▸ **TASK PROMPT**:
Print exactly the lines from the line with "Target: sunlit leaf" to the last line of the data, please, both included.

▸ **RECORDED INFORMATION**:
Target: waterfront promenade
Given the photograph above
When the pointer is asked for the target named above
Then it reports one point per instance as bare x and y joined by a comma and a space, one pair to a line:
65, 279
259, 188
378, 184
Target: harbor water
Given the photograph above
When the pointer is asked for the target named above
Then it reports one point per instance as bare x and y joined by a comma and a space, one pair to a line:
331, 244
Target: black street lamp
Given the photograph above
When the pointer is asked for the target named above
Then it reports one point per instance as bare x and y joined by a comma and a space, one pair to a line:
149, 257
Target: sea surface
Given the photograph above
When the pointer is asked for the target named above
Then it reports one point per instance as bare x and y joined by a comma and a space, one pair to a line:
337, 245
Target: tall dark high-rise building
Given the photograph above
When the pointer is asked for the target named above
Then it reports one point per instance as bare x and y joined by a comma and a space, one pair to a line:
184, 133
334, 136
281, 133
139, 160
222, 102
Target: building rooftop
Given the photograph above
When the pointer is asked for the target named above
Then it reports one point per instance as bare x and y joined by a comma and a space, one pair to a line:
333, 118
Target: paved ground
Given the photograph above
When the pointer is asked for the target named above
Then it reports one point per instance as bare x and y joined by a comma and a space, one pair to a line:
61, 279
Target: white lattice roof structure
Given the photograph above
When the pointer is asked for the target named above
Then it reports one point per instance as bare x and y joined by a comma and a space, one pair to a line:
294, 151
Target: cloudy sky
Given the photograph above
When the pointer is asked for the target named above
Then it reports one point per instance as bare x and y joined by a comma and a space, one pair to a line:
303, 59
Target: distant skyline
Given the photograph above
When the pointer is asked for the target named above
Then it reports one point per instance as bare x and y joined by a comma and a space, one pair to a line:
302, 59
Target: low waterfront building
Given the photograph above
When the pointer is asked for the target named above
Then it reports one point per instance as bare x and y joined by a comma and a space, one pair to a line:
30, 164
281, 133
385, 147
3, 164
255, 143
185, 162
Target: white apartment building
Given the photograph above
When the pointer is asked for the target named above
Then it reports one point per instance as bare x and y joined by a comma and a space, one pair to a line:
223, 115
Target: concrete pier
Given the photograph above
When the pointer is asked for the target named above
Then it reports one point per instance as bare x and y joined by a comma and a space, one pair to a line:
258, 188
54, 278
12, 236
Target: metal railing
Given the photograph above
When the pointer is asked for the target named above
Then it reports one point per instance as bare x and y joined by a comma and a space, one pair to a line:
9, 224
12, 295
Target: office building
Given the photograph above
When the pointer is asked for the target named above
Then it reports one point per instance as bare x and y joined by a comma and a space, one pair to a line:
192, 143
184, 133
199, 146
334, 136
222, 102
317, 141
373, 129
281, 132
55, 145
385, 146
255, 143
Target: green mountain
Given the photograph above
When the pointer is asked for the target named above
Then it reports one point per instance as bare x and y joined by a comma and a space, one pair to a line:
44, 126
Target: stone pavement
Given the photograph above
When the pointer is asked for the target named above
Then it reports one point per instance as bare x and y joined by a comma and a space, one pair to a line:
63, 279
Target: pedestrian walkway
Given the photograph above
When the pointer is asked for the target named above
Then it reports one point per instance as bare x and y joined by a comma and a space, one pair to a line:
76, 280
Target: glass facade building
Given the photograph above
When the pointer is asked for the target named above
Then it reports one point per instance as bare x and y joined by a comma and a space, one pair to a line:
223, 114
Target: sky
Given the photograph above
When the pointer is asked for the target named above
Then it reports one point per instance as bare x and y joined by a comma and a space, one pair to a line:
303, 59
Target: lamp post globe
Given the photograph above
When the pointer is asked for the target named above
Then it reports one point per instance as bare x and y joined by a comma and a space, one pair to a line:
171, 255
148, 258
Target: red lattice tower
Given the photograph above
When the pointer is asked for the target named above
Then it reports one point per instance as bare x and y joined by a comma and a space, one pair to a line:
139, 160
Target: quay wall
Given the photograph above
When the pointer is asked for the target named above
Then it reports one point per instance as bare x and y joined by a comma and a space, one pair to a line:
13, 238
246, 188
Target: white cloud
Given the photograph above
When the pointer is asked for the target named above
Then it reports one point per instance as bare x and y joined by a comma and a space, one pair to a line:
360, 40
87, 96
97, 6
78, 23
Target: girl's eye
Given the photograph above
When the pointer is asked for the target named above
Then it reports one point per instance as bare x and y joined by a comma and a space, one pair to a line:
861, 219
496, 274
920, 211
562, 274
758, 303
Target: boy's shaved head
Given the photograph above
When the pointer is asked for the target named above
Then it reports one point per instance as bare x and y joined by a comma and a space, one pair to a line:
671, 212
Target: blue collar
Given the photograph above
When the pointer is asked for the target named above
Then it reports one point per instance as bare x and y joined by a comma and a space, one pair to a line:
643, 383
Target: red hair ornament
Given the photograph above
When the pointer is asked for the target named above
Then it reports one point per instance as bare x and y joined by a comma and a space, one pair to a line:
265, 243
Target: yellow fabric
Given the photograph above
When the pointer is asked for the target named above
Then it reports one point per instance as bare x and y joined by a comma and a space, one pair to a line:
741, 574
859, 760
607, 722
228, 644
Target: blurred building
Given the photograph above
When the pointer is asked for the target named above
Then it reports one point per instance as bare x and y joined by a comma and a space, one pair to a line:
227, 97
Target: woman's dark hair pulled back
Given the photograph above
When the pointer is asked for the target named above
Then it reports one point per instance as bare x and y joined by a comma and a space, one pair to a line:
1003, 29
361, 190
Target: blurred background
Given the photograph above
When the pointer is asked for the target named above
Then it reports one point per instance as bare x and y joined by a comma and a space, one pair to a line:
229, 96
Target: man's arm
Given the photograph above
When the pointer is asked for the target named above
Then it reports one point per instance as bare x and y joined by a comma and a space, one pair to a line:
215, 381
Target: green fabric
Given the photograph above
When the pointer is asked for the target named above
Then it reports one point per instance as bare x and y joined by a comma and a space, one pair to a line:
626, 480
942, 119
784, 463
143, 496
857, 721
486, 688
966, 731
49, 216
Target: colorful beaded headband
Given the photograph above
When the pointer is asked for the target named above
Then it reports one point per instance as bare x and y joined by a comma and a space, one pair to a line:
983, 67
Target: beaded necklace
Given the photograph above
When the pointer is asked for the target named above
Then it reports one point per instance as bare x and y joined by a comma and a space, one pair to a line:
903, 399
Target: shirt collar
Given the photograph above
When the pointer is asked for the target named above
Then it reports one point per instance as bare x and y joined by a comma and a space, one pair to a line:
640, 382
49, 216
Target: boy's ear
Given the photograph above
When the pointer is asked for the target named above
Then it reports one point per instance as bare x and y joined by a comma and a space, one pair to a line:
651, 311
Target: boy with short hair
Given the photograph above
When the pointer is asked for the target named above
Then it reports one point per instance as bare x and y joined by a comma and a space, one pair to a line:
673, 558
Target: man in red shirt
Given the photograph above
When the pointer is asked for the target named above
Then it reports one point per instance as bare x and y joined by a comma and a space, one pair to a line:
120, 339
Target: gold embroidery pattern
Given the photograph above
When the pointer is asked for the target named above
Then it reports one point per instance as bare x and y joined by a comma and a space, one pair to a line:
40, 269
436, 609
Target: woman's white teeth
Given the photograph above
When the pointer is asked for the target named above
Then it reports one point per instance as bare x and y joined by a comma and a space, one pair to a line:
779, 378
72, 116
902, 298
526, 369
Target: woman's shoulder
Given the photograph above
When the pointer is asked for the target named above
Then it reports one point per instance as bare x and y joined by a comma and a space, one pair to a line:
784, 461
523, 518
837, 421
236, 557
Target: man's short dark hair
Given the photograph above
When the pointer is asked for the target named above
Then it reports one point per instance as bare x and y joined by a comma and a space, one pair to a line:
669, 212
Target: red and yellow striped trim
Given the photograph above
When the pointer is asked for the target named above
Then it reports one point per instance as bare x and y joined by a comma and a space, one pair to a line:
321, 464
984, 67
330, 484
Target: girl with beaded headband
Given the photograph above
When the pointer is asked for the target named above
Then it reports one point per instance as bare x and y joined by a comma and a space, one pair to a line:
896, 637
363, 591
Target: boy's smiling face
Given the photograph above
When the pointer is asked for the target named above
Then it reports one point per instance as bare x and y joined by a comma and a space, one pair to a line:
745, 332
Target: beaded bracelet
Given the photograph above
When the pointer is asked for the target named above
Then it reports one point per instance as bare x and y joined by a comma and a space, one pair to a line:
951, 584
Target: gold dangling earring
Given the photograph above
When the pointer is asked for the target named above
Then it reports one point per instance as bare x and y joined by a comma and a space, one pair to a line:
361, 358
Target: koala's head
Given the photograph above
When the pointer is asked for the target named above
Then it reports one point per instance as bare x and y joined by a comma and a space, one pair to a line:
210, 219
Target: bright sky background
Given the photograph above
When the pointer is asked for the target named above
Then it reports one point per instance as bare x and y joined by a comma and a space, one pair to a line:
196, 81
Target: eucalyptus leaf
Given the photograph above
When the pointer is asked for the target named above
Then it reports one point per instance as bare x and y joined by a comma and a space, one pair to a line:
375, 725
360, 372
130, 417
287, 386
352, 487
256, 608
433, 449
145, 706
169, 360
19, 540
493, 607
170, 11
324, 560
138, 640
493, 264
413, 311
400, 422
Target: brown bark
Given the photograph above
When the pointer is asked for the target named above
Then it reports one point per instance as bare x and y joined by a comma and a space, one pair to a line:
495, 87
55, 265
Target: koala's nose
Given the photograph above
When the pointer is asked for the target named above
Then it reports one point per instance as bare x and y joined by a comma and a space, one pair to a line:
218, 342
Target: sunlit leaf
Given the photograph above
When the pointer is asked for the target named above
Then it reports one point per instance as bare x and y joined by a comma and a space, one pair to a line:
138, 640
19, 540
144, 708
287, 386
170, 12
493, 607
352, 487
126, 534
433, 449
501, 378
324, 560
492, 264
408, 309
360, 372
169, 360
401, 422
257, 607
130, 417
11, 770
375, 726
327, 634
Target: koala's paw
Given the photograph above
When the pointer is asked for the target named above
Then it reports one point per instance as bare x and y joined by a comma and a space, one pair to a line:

▸ **EXPECTED OUTPUT**:
Target: sunlit leaf
Given the photograph above
When the pointer is asked for the target named above
Then it reports one point per instance as bare x and y joined by a comma and a space, one pair to a line:
138, 640
19, 540
144, 708
287, 386
170, 12
493, 607
352, 487
126, 534
433, 449
501, 378
324, 560
492, 264
408, 309
360, 372
169, 360
401, 422
257, 607
130, 417
11, 770
375, 726
327, 634
Target: koala's paw
Given the photograph above
When the pointer is asked for the target named above
Then it reports one point per instance as bare x and y joined by a comma and a space, one pair to a line:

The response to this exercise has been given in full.